■ THINGS TO DO:
**A.** Reproduce the passage below on the levels of Comparte's work, starting with "We carry out" and going on through "the network, etc.).".
**B.** Write the next part of the passage below on the levels of Comparte's work, picking up after its final sentence.

■ PROVIDED TEXT:
We carry out our work across the 3 levels that make up Comparte:
Network level:
This is the level that connects the social centres of Comparte and drives the actions that bring the network to life and enable its existence (for example, assemblies, training sessions, spaces for reflection and collective construction, exchanges between organisations in the network, etc.).
Social centre level:
These are the social organisations of Comparte, with legal personality, that support producer organisations in developing their economic-productive initiatives. The collective work done at the network level gains meaning when it is applied in a practical, context-specific way at each social centre (for example, the application of Comparte’s methodologies and tools in the economic initiatives that the social centres are supporting in their territories).

Data records:

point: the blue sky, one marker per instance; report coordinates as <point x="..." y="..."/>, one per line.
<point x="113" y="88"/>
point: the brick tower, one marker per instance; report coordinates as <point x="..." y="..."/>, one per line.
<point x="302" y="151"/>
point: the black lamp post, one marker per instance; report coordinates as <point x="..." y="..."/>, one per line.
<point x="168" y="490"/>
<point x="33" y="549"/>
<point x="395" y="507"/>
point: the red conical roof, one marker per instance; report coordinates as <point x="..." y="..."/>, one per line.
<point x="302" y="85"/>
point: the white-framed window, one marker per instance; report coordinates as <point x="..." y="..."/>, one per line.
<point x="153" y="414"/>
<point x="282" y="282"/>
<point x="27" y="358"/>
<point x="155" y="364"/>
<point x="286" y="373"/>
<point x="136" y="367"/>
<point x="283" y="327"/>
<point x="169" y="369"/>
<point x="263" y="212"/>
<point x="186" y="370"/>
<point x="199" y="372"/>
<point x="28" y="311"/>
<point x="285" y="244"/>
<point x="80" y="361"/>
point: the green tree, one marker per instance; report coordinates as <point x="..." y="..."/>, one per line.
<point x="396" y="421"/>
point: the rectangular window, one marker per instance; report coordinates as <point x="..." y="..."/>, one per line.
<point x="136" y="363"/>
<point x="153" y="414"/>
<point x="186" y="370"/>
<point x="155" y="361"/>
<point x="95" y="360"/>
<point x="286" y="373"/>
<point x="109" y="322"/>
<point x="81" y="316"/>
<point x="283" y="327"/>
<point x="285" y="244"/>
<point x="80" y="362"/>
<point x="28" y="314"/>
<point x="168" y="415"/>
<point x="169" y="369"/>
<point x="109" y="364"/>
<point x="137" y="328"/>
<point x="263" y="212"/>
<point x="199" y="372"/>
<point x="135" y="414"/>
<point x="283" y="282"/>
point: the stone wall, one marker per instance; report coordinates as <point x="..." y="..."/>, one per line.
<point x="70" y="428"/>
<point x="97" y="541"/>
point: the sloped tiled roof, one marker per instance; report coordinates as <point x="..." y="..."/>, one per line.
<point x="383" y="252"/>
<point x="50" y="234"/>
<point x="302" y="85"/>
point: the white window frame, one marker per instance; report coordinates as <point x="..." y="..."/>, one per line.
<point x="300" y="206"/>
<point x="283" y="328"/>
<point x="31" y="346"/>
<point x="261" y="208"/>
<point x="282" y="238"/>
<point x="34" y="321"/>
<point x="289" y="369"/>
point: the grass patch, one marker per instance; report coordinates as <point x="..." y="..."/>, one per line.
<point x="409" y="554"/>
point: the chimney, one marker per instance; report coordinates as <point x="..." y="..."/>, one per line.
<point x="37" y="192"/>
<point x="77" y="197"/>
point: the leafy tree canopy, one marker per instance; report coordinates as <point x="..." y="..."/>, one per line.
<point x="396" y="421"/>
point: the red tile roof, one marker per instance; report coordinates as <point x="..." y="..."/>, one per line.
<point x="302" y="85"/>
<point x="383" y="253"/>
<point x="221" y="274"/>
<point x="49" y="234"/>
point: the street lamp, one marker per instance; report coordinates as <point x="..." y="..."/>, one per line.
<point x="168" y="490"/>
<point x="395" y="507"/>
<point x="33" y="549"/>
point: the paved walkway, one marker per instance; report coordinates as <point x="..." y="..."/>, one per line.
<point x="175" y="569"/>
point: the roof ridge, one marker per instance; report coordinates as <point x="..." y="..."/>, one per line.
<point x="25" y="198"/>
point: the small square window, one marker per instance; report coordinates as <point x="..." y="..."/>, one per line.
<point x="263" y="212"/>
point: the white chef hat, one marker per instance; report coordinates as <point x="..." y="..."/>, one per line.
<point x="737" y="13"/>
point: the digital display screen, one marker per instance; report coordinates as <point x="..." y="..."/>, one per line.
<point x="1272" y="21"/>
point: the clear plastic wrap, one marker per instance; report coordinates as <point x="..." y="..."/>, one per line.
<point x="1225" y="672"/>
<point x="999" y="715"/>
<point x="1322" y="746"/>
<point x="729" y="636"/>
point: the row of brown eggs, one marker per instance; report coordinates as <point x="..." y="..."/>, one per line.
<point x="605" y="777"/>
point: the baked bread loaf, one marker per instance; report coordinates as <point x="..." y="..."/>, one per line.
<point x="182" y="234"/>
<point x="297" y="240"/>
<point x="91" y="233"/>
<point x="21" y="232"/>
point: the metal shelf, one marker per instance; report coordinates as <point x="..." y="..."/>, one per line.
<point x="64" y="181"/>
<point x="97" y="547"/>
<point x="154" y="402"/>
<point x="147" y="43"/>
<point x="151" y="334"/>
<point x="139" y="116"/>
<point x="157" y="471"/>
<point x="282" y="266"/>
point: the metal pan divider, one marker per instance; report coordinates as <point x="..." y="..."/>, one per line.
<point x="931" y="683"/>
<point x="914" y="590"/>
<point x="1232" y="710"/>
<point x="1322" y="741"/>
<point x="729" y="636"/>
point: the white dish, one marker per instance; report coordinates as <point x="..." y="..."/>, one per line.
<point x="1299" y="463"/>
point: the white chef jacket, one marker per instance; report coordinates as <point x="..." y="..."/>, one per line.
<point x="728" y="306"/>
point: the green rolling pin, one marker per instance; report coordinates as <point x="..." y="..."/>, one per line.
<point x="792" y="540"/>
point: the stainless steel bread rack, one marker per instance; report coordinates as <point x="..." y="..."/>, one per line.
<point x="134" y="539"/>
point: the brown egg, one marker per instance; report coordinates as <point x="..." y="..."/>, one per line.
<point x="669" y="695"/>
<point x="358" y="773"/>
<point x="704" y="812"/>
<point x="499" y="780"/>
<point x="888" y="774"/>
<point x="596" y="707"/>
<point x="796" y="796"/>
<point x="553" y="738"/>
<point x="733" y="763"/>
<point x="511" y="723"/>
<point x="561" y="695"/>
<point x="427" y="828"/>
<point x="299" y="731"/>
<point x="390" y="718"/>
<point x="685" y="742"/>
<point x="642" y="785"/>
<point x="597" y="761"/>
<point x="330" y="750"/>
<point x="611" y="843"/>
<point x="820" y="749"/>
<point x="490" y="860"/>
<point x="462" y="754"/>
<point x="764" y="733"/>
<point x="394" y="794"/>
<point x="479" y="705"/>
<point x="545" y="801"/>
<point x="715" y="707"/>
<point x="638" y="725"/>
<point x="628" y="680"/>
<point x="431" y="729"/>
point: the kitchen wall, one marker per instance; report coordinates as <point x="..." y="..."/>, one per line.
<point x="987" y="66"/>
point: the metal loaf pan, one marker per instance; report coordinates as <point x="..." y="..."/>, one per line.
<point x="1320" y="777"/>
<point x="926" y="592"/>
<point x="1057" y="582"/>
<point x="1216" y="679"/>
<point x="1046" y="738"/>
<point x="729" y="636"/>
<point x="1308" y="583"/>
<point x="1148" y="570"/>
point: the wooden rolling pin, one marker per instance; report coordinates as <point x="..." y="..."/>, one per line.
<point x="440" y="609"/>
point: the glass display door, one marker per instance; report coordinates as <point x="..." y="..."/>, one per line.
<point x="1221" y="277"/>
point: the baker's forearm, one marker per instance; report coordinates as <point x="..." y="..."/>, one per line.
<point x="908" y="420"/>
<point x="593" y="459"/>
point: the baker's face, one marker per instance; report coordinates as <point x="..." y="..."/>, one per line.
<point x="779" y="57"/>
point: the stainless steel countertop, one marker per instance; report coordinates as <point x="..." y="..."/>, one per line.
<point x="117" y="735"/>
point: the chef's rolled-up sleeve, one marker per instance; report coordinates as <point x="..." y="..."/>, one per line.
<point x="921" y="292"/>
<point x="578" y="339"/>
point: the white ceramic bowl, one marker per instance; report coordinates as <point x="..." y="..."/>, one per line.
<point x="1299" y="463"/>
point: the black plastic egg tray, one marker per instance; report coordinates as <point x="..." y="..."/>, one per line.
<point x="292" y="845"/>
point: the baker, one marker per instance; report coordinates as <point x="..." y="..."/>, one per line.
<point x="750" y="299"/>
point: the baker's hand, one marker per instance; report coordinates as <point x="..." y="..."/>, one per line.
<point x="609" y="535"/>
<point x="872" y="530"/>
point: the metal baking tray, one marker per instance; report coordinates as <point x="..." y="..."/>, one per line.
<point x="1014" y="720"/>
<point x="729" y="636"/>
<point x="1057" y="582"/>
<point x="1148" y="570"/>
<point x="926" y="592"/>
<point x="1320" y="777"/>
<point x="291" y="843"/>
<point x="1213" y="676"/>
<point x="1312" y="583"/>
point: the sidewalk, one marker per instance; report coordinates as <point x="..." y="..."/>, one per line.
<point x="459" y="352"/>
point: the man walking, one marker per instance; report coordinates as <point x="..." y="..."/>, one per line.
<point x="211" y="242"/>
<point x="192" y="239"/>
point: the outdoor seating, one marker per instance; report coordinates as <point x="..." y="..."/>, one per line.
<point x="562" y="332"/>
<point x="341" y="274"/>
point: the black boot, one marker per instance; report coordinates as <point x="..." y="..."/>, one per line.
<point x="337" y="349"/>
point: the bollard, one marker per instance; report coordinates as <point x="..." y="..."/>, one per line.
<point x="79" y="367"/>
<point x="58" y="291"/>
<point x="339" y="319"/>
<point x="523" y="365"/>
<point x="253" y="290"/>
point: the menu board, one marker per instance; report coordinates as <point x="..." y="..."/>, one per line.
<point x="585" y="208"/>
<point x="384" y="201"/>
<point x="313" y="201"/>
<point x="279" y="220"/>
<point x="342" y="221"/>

■ PER-TASK OUTPUTS:
**A.**
We carry out our work across the 3 levels that make up Comparte:
Network level:
This is the level that connects the social centres of Comparte and drives the actions that bring the network to life and enable its existence (for example, assemblies, training sessions, spaces for reflection and collective construction, exchanges between organisations in the network, etc.).

**B.**
Producer organisation level:
This refers to any organised group, supported by a Comparte Social Centre, that develops an economic-productive initiative in one or more phases of the complete economic cycle. These groups may have legal personality (such as cooperatives, social enterprises, etc.) or not (such as associations of producer families, organised groups, etc.).
As a third-level organisation, we focus our work primarily on the network level and the member social centres, seeking to ensure that actions at both levels lead to improvements in the producer organisations and their economic-productive initiatives. With our understanding of the real-world context, we firmly believe in the transformative power that alternative economic-productive initiatives offer to excluded people and communities.